* [Exercise aim]: Copy each of the records below word for word, keeping every line in its original order.
....
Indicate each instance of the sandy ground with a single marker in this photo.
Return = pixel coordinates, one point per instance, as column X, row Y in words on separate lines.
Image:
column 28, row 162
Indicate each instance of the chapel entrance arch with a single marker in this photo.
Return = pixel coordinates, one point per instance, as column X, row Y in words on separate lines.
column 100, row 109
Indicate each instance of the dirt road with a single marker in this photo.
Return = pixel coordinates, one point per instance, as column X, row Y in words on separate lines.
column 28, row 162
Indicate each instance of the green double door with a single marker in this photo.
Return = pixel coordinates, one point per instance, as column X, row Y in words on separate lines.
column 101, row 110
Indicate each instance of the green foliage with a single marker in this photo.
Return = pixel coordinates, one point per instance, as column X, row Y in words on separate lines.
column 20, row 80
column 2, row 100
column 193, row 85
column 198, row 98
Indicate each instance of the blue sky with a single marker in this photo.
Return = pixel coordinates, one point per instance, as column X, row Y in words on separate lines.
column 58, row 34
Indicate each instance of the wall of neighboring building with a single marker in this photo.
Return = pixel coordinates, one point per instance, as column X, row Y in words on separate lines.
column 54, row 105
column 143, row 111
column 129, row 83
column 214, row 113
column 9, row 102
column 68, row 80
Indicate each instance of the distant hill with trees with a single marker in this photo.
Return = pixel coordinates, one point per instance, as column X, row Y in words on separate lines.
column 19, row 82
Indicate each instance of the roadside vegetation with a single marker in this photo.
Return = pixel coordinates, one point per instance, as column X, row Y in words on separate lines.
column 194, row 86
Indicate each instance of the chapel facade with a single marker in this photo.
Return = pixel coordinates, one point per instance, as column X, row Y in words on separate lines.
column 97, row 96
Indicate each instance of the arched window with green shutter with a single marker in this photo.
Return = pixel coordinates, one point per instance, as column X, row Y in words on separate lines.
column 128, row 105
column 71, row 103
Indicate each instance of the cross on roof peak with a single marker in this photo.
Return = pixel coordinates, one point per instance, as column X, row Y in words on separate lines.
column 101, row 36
....
* [Task output]:
Indicate each instance of the sandy ground with a single marker in this photo.
Return = pixel coordinates, one point per instance, as column X, row Y in words on separate lines.
Image:
column 28, row 162
Indicate each instance of the chapel entrance arch with a single marker in this photo.
Return = pixel coordinates, one point per instance, as column X, row Y in words on separate lines.
column 100, row 109
Indicate each instance of the dirt road with a single marker in this photo.
Return = pixel coordinates, one point per instance, as column X, row Y in words on separate lines.
column 28, row 162
Indicate each instance of the green double door with a single marker in this photo.
Return = pixel coordinates, one point per instance, as column X, row Y in words on separate lines.
column 101, row 110
Indicate each instance of the green foliage with a single marker in this photo.
Return = pixel coordinates, one point per instance, as column X, row Y in words on separate lines.
column 20, row 80
column 2, row 100
column 193, row 85
column 198, row 98
Indicate each instance of the blue sky with a single marker in this photo.
Return = pixel coordinates, one point per instance, as column X, row Y in words on separate lines.
column 58, row 34
Indicate each instance of the wall of neighboring building with a single marker in this photo.
Return = pixel coordinates, one point per instance, as column X, row Y in words on separate lines.
column 54, row 105
column 143, row 111
column 129, row 83
column 214, row 113
column 9, row 102
column 68, row 80
Indicate each instance of the distant hill with trees with a single marker in this photo.
Return = pixel coordinates, one point per instance, as column X, row Y in words on separate lines.
column 19, row 82
Indicate each instance of the roadside vegetation with a single marker in this photo.
Return = pixel coordinates, one point per instance, as column X, row Y in words on separate lines.
column 194, row 86
Indicate each instance of the chapel facade with a single marker in this photo.
Return = pixel coordinates, one point per instance, as column X, row Y in words on separate lines.
column 97, row 96
Indicate each instance of the arched window with green shutter with a single marker in this photo.
Return = pixel coordinates, one point per instance, as column X, row Y in words on separate lines.
column 128, row 105
column 71, row 103
Indicate each instance of the cross on roof peak with a single marker in this photo.
Return = pixel coordinates, one point per instance, as column X, row Y in words on separate lines.
column 101, row 36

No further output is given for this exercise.